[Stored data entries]
"""

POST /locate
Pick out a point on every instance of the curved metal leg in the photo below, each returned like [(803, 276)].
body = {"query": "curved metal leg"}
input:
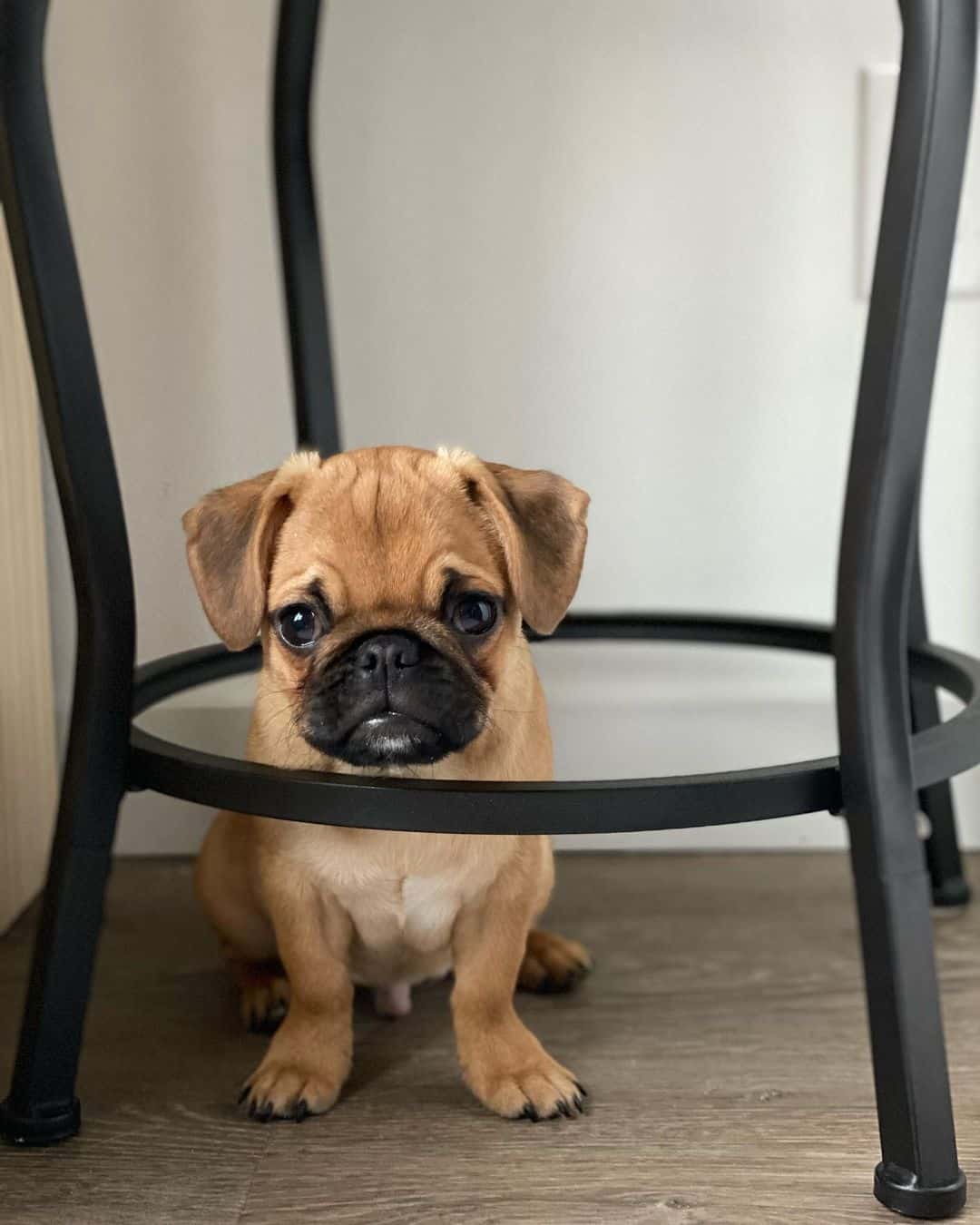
[(919, 1173), (42, 1106), (949, 886), (315, 402)]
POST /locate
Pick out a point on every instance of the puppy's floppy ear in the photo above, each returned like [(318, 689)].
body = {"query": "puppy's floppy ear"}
[(230, 543), (541, 522)]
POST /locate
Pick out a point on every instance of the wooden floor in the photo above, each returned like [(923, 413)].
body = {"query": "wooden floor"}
[(721, 1038)]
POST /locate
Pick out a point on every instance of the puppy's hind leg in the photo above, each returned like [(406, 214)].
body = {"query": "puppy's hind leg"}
[(553, 965), (263, 993)]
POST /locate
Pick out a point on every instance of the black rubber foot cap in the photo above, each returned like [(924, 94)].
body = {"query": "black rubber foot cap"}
[(44, 1127), (953, 892), (899, 1190)]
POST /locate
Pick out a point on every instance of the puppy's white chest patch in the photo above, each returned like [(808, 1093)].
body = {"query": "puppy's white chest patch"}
[(429, 908)]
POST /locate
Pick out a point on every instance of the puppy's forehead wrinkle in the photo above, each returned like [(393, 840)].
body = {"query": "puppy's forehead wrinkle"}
[(378, 527)]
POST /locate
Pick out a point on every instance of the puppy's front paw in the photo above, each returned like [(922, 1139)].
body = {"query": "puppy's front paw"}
[(282, 1089), (303, 1071), (553, 963), (521, 1081)]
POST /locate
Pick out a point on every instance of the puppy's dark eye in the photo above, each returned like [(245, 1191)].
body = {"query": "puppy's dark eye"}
[(299, 626), (473, 614)]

"""

— EXERCISE DETAILS —
In the copy, include every record exactly and no pictures.

— FINAL ANSWER —
POST /locate
Pick out a point on every instance of the curved metal leg in the photo below, each returned like [(803, 276)].
body = {"query": "curved metal leg"}
input:
[(919, 1173), (42, 1106), (949, 886), (315, 402)]
POST /locate
Pick out a point on every instance of the puppy's floppy ear in the photo above, each returned like [(318, 689)].
body = {"query": "puppy's floppy ear"}
[(230, 543), (541, 522)]
POST /locate
Pick out a point on every instance of the wooden floor in the photo above, each returned like [(923, 413)].
body = {"query": "wooden floor"}
[(721, 1038)]
POST /locate
Pick out a point on every instance of the puppy's hind leg in the photo above, each returned like [(406, 214)].
body = {"query": "puppy's hind leg"}
[(553, 965), (263, 993)]
POST /locate
Pick out a point on every instance of the black rubber foot cap in the photo above, each returned like [(924, 94)].
body = {"query": "black rubber foot cap"}
[(44, 1127), (953, 892), (899, 1190)]
POST /locate
Pick out a point on every instance of the puppy's white chest patch in the photo above, each returned like [(808, 1093)].
body = {"query": "puppy's white chest patch"}
[(429, 908)]
POST /locate
Pick out a point on every instance of the puppy's forehead wrinkle in the photo above, each returned like [(393, 840)].
body = {"query": "puppy's forehead wrinkle"}
[(378, 527)]
POST /locate
Pick out a point on every instance of the puppy's front paw in the photo above, each returned like [(922, 1139)].
body = {"query": "puppy's front paw"}
[(282, 1089), (303, 1071), (553, 963), (521, 1081)]
POST /locate
Pick out a point on every instance of the puppy's dark eye in the photo above, each returned like [(245, 1191)].
body = {"query": "puppy's dark eye"}
[(299, 626), (473, 614)]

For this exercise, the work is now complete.